▶ [Document text]
▽

More mail from Peter Roskam yesterday. This time a piece designed to scare me about the national debt. On the back, next to Roskam’s signature, it tells me “This mailing was prepared, published and mailed at taxpayer expense. This is a service to the the citizens of the Sixth Congressional District of Illinois.” Right next to the pretty glossy photo of rich white people walking in a park, probably in Wheaton.
So how is this a service? A service to the residents of the sixth might be a mailer that told the victims of the Bush financial collapse how to get job re-training and unemployment benefits, and food stamps, and suicide counseling. No, this is a political message, designed to help Roskam’s party defeat the efforts of President Obama to make things better for ordinary Americans. Pretty ironic when you think about it – Roskam’s spending our tax dollars to print and mail this political message railing about the national debt and excessive spending. What an ass. Based on their polling, Roskam and his Republican colleagues believe that debt and budget deficits are one area where President Obama is potentially vulnerable and so they’re wasting our money on propaganda like this.

△

▶ [Entries supplied]

▽

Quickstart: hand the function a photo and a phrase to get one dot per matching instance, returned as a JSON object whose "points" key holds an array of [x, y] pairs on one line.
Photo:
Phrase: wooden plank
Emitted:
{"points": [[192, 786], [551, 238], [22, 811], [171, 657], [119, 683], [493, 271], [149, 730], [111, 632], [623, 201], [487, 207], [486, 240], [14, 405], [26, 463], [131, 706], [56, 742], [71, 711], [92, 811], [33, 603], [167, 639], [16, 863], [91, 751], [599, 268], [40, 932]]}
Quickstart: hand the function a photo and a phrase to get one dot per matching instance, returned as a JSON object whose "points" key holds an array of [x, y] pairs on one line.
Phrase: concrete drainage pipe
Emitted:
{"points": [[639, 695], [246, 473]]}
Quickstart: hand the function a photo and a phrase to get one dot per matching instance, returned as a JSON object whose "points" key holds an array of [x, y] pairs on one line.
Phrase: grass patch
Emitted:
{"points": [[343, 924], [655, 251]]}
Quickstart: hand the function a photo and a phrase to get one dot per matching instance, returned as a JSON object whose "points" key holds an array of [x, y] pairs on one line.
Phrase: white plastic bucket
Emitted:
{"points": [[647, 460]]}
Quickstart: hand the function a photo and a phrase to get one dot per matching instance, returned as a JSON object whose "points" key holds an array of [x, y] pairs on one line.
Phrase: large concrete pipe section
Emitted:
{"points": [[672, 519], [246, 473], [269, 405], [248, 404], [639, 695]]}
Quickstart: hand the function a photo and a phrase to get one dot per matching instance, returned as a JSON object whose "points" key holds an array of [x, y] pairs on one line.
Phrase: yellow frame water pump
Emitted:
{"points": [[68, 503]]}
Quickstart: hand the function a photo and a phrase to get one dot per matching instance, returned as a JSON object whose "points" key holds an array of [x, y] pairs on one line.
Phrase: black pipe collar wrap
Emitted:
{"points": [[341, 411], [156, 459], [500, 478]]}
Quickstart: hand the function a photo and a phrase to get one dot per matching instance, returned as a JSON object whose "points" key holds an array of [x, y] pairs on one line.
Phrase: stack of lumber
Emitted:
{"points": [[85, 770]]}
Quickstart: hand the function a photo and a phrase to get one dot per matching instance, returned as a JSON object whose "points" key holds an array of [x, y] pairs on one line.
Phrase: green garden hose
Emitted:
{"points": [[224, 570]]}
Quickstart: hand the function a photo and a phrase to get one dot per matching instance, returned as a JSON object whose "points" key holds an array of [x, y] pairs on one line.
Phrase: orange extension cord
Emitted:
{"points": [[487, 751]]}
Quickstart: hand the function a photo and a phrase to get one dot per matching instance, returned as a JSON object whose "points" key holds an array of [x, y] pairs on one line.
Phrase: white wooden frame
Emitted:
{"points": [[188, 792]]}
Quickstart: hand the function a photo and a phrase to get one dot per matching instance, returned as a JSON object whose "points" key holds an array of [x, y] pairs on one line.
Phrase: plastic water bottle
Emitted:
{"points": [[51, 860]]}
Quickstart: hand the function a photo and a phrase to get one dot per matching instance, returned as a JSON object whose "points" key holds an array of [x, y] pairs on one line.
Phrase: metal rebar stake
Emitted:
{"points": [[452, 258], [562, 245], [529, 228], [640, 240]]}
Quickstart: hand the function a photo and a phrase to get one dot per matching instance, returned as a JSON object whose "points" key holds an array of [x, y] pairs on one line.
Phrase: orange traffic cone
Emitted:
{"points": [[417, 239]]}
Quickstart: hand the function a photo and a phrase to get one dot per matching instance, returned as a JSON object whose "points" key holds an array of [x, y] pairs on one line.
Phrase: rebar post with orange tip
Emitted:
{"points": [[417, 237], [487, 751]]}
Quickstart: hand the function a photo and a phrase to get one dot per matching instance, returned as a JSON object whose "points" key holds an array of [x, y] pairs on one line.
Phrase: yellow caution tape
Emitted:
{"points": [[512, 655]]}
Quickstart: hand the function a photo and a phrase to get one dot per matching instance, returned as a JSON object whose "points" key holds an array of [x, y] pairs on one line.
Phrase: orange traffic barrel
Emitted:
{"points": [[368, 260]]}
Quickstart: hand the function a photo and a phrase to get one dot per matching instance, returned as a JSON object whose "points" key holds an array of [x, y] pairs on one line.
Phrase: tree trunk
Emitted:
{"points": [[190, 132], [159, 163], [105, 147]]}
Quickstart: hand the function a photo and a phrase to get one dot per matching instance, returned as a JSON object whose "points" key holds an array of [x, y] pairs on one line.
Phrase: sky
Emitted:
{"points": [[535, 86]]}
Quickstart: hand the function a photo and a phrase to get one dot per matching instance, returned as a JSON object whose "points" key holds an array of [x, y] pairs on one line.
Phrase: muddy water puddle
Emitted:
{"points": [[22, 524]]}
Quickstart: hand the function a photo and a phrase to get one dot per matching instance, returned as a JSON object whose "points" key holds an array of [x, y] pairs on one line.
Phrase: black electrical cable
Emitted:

△

▶ [Work required] Reproduce the full text about Peter Roskam's taxpayer-funded mailer from above, word for word.

▶ [Answer below]
More mail from Peter Roskam yesterday. This time a piece designed to scare me about the national debt. On the back, next to Roskam’s signature, it tells me “This mailing was prepared, published and mailed at taxpayer expense. This is a service to the the citizens of the Sixth Congressional District of Illinois.” Right next to the pretty glossy photo of rich white people walking in a park, probably in Wheaton.
So how is this a service? A service to the residents of the sixth might be a mailer that told the victims of the Bush financial collapse how to get job re-training and unemployment benefits, and food stamps, and suicide counseling. No, this is a political message, designed to help Roskam’s party defeat the efforts of President Obama to make things better for ordinary Americans. Pretty ironic when you think about it – Roskam’s spending our tax dollars to print and mail this political message railing about the national debt and excessive spending. What an ass. Based on their polling, Roskam and his Republican colleagues believe that debt and budget deficits are one area where President Obama is potentially vulnerable and so they’re wasting our money on propaganda like this.